* [Provided records]
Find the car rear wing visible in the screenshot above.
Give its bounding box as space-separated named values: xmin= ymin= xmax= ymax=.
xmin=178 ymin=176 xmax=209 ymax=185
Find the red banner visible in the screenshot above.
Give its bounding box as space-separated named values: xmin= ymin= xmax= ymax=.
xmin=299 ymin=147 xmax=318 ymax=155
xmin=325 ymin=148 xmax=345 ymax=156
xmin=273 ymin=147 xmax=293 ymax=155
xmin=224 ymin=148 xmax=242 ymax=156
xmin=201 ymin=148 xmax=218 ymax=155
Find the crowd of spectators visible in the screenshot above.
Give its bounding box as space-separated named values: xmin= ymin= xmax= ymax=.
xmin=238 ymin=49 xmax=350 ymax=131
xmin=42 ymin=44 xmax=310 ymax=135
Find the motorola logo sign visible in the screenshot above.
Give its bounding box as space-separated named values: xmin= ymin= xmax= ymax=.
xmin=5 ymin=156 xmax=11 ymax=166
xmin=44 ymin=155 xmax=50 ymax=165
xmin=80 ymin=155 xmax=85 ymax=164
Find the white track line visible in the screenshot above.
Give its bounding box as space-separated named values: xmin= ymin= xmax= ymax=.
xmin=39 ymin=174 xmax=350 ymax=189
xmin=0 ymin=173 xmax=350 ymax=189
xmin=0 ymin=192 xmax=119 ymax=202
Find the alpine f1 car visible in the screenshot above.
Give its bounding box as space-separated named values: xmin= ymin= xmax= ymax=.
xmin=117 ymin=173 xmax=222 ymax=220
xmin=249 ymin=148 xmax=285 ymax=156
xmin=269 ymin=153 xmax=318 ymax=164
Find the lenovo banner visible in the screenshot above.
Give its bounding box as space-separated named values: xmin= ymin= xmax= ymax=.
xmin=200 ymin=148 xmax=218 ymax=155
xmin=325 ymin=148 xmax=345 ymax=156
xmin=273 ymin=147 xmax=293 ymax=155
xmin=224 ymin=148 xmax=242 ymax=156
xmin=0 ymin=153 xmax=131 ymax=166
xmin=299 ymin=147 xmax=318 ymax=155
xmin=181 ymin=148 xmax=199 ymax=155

* [Task directions]
Copy out all of the material above, line for line, without changing a single character.

* [Answer in full]
Find the car rear wing visible in the screenshot above.
Give its bounding box as space-separated named values: xmin= ymin= xmax= ymax=.
xmin=178 ymin=176 xmax=209 ymax=185
Find the red banner visible in the screenshot above.
Give its bounding box as space-separated named values: xmin= ymin= xmax= ymax=.
xmin=299 ymin=147 xmax=318 ymax=155
xmin=325 ymin=148 xmax=345 ymax=156
xmin=273 ymin=147 xmax=293 ymax=155
xmin=224 ymin=148 xmax=242 ymax=156
xmin=201 ymin=148 xmax=218 ymax=155
Find the crowd of spectators visible in the screenshot above.
Give its bounding box as space-separated named values: xmin= ymin= xmax= ymax=.
xmin=238 ymin=49 xmax=350 ymax=131
xmin=42 ymin=44 xmax=310 ymax=135
Find the motorola logo sign visible in the screenshot above.
Give its bounding box as space-separated named values: xmin= ymin= xmax= ymax=.
xmin=5 ymin=156 xmax=11 ymax=166
xmin=44 ymin=155 xmax=50 ymax=165
xmin=80 ymin=155 xmax=85 ymax=164
Find the white track line visible in the screenshot above.
Give its bounding box as space-separated named values: xmin= ymin= xmax= ymax=.
xmin=39 ymin=174 xmax=350 ymax=189
xmin=0 ymin=173 xmax=350 ymax=189
xmin=0 ymin=192 xmax=119 ymax=202
Find the alpine f1 car visible in the screenshot above.
Give its bounding box as space-separated named values: xmin= ymin= xmax= ymax=.
xmin=117 ymin=173 xmax=222 ymax=220
xmin=249 ymin=148 xmax=285 ymax=156
xmin=269 ymin=153 xmax=318 ymax=164
Find the lenovo banner visible in the screenshot above.
Give its bounding box as space-separated named values: xmin= ymin= xmax= ymax=.
xmin=200 ymin=148 xmax=218 ymax=155
xmin=325 ymin=148 xmax=345 ymax=156
xmin=273 ymin=147 xmax=293 ymax=155
xmin=224 ymin=148 xmax=242 ymax=156
xmin=0 ymin=153 xmax=131 ymax=166
xmin=299 ymin=147 xmax=318 ymax=155
xmin=181 ymin=148 xmax=199 ymax=155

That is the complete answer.